(Records from a data source)

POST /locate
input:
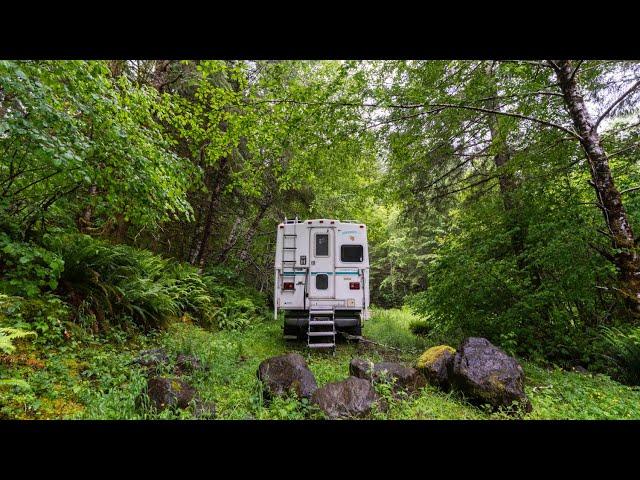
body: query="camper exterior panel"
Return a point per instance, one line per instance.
(328, 263)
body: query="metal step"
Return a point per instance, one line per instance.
(321, 322)
(321, 334)
(321, 345)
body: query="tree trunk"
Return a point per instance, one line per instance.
(202, 251)
(244, 254)
(506, 179)
(626, 257)
(84, 221)
(232, 239)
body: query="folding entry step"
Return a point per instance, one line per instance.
(321, 332)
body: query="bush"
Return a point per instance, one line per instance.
(47, 316)
(624, 352)
(117, 280)
(27, 269)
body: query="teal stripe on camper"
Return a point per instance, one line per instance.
(293, 274)
(331, 273)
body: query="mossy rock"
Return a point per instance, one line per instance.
(436, 365)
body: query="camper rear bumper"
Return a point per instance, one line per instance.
(342, 318)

REQUIRED WORK » Give all the records again, exactly, without images.

TASK ANSWER »
POST /locate
input:
body: query="camper exterior panel"
Return a point per instance, one line per instance.
(328, 263)
body: query="metal step"
Return a point per instance, one line per instance.
(321, 322)
(321, 334)
(321, 345)
body: query="tree trunk"
Return a point per instance, one line per instance.
(202, 251)
(244, 254)
(506, 179)
(626, 257)
(84, 221)
(232, 239)
body: query="folding entry step"
Return a point per instance, one line per instance.
(321, 332)
body: query="bush"
Return a point per instance, one line per instance.
(47, 316)
(624, 352)
(117, 280)
(27, 269)
body: query="teal stripe on camper"
Return a point per instance, one line per instance.
(293, 274)
(331, 273)
body: query="mossy rock"
Return a point per instance, one line per instance.
(436, 365)
body: query="camper rear bumper"
Return a point per instance, one line per instance.
(342, 318)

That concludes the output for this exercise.